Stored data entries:
((

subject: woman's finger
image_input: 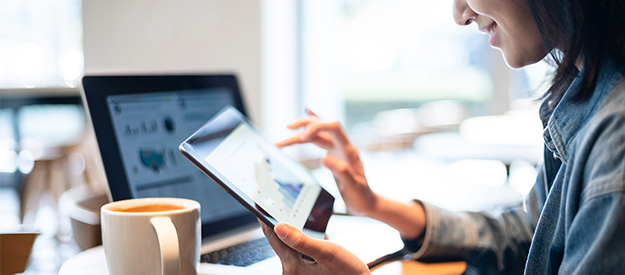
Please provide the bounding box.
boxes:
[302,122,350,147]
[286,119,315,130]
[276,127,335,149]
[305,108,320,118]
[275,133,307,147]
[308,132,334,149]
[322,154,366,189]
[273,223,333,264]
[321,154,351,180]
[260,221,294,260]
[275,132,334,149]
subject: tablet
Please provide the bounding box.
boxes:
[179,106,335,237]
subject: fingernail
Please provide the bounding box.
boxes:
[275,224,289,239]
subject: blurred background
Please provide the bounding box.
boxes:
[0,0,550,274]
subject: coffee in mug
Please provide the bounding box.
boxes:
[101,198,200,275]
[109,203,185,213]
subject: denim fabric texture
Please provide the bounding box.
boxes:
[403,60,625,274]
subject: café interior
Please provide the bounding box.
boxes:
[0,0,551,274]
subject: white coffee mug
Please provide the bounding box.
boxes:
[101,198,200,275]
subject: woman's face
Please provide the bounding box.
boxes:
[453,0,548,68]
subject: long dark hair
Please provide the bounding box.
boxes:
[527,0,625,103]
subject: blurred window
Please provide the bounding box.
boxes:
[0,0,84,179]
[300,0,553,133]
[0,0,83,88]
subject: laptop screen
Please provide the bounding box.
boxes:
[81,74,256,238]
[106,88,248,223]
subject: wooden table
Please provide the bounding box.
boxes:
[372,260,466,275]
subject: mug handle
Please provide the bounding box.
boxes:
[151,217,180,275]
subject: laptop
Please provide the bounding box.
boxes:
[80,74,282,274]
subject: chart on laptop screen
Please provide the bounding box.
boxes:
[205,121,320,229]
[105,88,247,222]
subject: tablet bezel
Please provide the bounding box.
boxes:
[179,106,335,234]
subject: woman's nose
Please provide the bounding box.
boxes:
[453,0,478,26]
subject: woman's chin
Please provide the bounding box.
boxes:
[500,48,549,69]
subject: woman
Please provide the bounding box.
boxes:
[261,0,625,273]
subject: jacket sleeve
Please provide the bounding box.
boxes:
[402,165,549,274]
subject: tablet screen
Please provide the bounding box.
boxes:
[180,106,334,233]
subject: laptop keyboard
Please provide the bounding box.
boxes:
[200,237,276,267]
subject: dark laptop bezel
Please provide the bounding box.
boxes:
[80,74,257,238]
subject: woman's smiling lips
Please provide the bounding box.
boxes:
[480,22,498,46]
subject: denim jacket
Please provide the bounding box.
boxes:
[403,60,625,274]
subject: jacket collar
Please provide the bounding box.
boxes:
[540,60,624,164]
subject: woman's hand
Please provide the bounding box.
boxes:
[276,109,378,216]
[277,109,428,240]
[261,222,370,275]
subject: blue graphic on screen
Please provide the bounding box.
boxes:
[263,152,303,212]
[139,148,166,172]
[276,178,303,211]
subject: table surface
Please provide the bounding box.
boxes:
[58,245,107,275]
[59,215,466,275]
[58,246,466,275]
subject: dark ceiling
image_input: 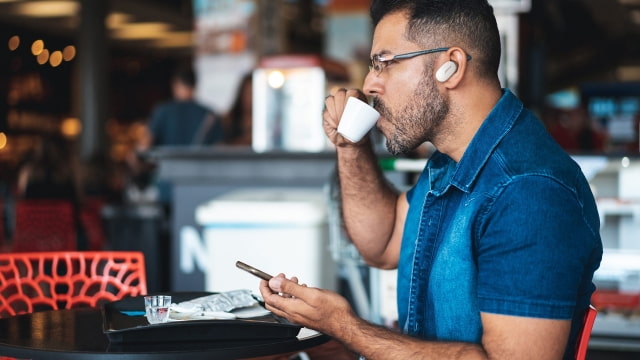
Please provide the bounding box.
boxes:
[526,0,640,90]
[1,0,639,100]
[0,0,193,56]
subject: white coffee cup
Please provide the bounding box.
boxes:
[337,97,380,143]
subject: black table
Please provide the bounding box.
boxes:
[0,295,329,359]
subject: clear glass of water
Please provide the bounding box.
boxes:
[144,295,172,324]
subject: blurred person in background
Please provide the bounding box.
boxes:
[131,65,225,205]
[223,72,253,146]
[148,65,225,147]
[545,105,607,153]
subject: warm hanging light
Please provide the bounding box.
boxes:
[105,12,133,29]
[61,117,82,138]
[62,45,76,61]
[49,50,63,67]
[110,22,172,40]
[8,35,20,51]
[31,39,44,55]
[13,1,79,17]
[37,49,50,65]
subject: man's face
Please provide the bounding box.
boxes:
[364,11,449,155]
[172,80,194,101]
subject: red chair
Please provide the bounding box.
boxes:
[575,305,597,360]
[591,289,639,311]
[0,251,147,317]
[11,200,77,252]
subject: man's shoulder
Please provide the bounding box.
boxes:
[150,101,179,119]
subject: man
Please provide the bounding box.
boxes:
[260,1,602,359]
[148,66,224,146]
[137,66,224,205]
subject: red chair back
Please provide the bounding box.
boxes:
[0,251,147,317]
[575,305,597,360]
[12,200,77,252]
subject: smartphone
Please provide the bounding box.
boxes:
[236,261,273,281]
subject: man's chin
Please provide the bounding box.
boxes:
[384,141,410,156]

))
((

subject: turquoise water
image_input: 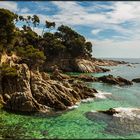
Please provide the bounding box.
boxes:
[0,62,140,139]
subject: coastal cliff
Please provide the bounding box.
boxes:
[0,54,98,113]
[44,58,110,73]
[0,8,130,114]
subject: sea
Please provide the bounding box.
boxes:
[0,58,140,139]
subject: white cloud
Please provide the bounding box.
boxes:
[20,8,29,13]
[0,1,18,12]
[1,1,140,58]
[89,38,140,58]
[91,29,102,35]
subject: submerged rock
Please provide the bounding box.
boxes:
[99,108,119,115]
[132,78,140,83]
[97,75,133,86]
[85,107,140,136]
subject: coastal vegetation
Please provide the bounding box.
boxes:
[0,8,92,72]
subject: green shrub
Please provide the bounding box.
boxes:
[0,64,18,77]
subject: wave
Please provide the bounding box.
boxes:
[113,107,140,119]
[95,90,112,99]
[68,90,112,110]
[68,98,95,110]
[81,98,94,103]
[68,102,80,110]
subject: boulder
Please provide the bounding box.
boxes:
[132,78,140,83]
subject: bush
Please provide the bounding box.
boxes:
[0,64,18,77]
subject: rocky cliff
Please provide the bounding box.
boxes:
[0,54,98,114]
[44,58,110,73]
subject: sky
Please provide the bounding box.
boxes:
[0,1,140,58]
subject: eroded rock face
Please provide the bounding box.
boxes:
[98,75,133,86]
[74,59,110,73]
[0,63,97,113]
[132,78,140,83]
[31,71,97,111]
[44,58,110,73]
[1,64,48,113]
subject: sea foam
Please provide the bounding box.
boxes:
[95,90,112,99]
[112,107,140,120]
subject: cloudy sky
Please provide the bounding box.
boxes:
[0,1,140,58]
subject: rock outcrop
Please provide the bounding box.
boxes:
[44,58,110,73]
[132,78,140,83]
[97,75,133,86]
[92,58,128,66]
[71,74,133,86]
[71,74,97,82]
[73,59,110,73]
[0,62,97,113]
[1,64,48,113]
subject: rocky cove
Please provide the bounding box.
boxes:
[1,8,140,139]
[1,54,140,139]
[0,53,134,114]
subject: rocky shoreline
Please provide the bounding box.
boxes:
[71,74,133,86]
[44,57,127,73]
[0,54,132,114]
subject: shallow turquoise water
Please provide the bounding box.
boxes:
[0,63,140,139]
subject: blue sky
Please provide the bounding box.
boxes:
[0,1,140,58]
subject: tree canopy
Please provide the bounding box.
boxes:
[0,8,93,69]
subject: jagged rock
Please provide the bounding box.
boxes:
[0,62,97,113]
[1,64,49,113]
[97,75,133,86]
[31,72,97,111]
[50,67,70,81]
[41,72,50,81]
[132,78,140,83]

))

Your goal: Beginning with the line above that has "subject: woman's finger" and going on through the line that has "subject: fingernail", retype every line exactly and add nothing else; drop the pictures.

Answer box:
subject: woman's finger
image_input: 
Please provide the bounding box.
boxes:
[302,122,350,147]
[286,119,315,130]
[276,127,335,149]
[305,108,320,118]
[275,133,307,147]
[308,132,334,149]
[322,154,366,189]
[273,223,333,264]
[321,154,351,180]
[260,221,294,260]
[275,132,334,149]
subject: tablet
Please provide the bounding box.
boxes:
[179,106,335,237]
subject: fingernail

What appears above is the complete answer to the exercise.